● **PROBLEM STATEMENT**: Write out all the data again, exactly as shown.
+===+
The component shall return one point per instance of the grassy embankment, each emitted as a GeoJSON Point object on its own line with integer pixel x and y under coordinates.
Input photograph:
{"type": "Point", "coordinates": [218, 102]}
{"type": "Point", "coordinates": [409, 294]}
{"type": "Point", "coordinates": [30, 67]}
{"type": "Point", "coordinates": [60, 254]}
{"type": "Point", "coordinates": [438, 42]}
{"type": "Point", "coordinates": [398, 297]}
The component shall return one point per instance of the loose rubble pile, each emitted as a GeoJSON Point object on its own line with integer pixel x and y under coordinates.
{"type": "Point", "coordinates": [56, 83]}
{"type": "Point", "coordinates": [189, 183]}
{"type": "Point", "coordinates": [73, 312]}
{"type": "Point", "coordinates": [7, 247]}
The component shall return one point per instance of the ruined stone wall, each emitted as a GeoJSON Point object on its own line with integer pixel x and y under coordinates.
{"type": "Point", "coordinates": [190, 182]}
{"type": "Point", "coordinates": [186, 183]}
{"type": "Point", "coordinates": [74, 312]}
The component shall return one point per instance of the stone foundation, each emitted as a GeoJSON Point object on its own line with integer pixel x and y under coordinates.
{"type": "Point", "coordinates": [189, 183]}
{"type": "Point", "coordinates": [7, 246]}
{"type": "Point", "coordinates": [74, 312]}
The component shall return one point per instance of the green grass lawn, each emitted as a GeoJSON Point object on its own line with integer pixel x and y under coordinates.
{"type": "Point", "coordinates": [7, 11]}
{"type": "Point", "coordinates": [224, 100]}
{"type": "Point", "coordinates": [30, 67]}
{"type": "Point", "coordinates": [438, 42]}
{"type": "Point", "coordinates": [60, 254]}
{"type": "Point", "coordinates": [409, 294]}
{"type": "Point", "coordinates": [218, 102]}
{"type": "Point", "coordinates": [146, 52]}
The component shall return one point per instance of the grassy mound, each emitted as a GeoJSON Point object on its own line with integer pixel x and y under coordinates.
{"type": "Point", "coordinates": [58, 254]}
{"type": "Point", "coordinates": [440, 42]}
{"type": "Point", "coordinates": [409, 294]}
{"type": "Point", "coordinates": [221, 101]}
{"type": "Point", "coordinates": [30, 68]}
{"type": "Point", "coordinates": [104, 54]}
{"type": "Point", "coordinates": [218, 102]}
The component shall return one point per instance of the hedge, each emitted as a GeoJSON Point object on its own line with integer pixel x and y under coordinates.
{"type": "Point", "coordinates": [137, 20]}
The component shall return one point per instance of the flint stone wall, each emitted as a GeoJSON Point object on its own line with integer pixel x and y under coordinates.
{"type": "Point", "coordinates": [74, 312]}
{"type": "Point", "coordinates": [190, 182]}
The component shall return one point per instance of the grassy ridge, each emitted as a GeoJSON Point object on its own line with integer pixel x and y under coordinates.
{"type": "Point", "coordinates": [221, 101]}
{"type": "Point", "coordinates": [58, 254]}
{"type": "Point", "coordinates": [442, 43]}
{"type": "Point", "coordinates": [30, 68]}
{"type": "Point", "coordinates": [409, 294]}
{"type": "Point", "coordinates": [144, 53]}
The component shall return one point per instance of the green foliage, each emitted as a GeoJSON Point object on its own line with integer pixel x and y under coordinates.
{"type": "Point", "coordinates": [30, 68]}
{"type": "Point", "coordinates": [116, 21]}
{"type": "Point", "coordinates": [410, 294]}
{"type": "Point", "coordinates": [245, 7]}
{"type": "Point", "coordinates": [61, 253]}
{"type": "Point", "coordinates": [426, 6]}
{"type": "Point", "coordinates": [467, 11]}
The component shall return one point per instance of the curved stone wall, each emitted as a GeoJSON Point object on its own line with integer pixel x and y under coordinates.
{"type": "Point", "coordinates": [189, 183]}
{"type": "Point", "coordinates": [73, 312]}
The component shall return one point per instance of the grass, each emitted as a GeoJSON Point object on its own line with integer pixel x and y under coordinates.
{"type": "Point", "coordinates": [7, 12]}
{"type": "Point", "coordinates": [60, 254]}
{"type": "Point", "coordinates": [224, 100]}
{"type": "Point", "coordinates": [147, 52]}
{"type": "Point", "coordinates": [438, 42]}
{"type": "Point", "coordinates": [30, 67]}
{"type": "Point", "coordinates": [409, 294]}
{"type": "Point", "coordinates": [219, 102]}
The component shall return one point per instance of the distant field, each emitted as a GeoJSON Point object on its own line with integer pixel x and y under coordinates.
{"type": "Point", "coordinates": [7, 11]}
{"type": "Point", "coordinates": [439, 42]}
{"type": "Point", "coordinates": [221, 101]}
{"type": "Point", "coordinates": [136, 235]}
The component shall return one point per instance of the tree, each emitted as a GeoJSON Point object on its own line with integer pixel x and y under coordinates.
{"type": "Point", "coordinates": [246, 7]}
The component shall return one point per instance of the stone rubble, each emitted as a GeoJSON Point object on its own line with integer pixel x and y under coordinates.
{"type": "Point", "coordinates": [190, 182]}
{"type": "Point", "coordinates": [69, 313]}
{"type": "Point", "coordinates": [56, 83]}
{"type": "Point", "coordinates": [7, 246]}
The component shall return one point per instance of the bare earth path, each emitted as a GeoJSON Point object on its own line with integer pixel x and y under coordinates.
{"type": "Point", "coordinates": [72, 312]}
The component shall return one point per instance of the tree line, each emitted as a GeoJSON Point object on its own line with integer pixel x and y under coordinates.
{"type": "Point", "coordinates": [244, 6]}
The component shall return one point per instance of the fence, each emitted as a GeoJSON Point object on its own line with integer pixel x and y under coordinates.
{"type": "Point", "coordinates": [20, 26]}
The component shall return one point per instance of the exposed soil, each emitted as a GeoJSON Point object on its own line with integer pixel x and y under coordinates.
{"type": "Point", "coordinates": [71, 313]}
+===+
● **RESPONSE BOX**:
The component shall return one point per instance of the grassy embankment, each emitted as a GeoJSON Point object on its own line with integer pixel x and y under coordinates.
Input photograph:
{"type": "Point", "coordinates": [218, 102]}
{"type": "Point", "coordinates": [409, 294]}
{"type": "Point", "coordinates": [30, 67]}
{"type": "Point", "coordinates": [60, 254]}
{"type": "Point", "coordinates": [438, 42]}
{"type": "Point", "coordinates": [398, 297]}
The component shall return one point per instance of the loose rubble pile, each emitted as a GeoJSON Point object on its own line with integer pixel x and y under coordinates.
{"type": "Point", "coordinates": [56, 83]}
{"type": "Point", "coordinates": [189, 183]}
{"type": "Point", "coordinates": [73, 312]}
{"type": "Point", "coordinates": [7, 247]}
The component shall return one point per instance of the ruined stone wall, each emitted as a GeoJSON Point object on its own line with integer pixel x and y under coordinates.
{"type": "Point", "coordinates": [190, 182]}
{"type": "Point", "coordinates": [186, 183]}
{"type": "Point", "coordinates": [74, 312]}
The component shall return one point per instance of the stone foundation, each emitted as a GeoJSON Point object on its own line with integer pixel x and y under coordinates.
{"type": "Point", "coordinates": [189, 183]}
{"type": "Point", "coordinates": [7, 246]}
{"type": "Point", "coordinates": [74, 312]}
The component shall return one point per instance of the green grass lawn, each emitted as a GeoJSON Point object on its own line with integer pixel x and y under coordinates.
{"type": "Point", "coordinates": [7, 11]}
{"type": "Point", "coordinates": [224, 100]}
{"type": "Point", "coordinates": [30, 67]}
{"type": "Point", "coordinates": [438, 42]}
{"type": "Point", "coordinates": [60, 254]}
{"type": "Point", "coordinates": [409, 294]}
{"type": "Point", "coordinates": [218, 102]}
{"type": "Point", "coordinates": [146, 52]}
The component shall return one point per instance of the grassy mound, each emitted as a GeoJSON Point object on its own line with integer pixel x and y under coordinates.
{"type": "Point", "coordinates": [58, 254]}
{"type": "Point", "coordinates": [440, 42]}
{"type": "Point", "coordinates": [409, 294]}
{"type": "Point", "coordinates": [221, 101]}
{"type": "Point", "coordinates": [30, 68]}
{"type": "Point", "coordinates": [104, 54]}
{"type": "Point", "coordinates": [218, 102]}
The component shall return one point per instance of the hedge, each emitted as a GeoJSON Point object on its own line with integer pixel x and y under coordinates.
{"type": "Point", "coordinates": [137, 20]}
The component shall return one point per instance of the flint stone wall, each emitted as a GeoJSON Point object on its own line with integer pixel x and y under coordinates.
{"type": "Point", "coordinates": [74, 312]}
{"type": "Point", "coordinates": [190, 182]}
The component shall return one point per instance of the grassy ridge, each emitted as a GeoJSON Point object on its own line with integer pixel x and y under coordinates.
{"type": "Point", "coordinates": [221, 101]}
{"type": "Point", "coordinates": [58, 254]}
{"type": "Point", "coordinates": [442, 43]}
{"type": "Point", "coordinates": [30, 68]}
{"type": "Point", "coordinates": [409, 294]}
{"type": "Point", "coordinates": [144, 53]}
The component shall return one point per instance of the green foliage, each emitted as a GeoJSON Point object on its own line with integer pixel x and y under coordinates.
{"type": "Point", "coordinates": [30, 68]}
{"type": "Point", "coordinates": [116, 21]}
{"type": "Point", "coordinates": [410, 294]}
{"type": "Point", "coordinates": [245, 7]}
{"type": "Point", "coordinates": [61, 253]}
{"type": "Point", "coordinates": [426, 6]}
{"type": "Point", "coordinates": [467, 11]}
The component shall return one point per instance of the curved stone wall, each emitted as a GeoJSON Point object on its own line with integer pixel x and y under coordinates.
{"type": "Point", "coordinates": [189, 183]}
{"type": "Point", "coordinates": [73, 312]}
The component shall return one point per instance of the grass, each emitted as a GeoJSON Point object on its own line with integer pixel x and y under coordinates.
{"type": "Point", "coordinates": [7, 12]}
{"type": "Point", "coordinates": [60, 254]}
{"type": "Point", "coordinates": [224, 100]}
{"type": "Point", "coordinates": [147, 52]}
{"type": "Point", "coordinates": [438, 42]}
{"type": "Point", "coordinates": [30, 67]}
{"type": "Point", "coordinates": [409, 294]}
{"type": "Point", "coordinates": [219, 102]}
The component shall return one point per instance of the distant field, each emitted as a GeoJSON Point object on its own line with integer pixel x and y under coordinates.
{"type": "Point", "coordinates": [7, 11]}
{"type": "Point", "coordinates": [439, 42]}
{"type": "Point", "coordinates": [221, 101]}
{"type": "Point", "coordinates": [136, 235]}
The component shall return one point per instance of the tree, each emitted as a GeoJSON Point object on its own line with integer pixel x and y under coordinates.
{"type": "Point", "coordinates": [246, 7]}
The component shall return one point per instance of the stone rubble, each emitted as a GeoJSON Point object on its own line with integer pixel x and y under coordinates.
{"type": "Point", "coordinates": [190, 182]}
{"type": "Point", "coordinates": [69, 313]}
{"type": "Point", "coordinates": [56, 83]}
{"type": "Point", "coordinates": [7, 246]}
The component shall return one point per instance of the bare earth path, each emitted as a GeoJSON Point object on its own line with integer pixel x and y under coordinates.
{"type": "Point", "coordinates": [72, 312]}
The component shall return one point per instance of the tree line, each emitted as a GeoJSON Point object on its own line with integer pixel x and y under coordinates.
{"type": "Point", "coordinates": [244, 6]}
The component shall return one point per instance of the fence, each emitted as a GeoJSON Point object on its own line with integer pixel x and y under coordinates.
{"type": "Point", "coordinates": [20, 26]}
The component shall return one point per instance of the exposed soil, each emitted as a GeoJSON Point object on its own line with integer pixel x and y under coordinates.
{"type": "Point", "coordinates": [71, 313]}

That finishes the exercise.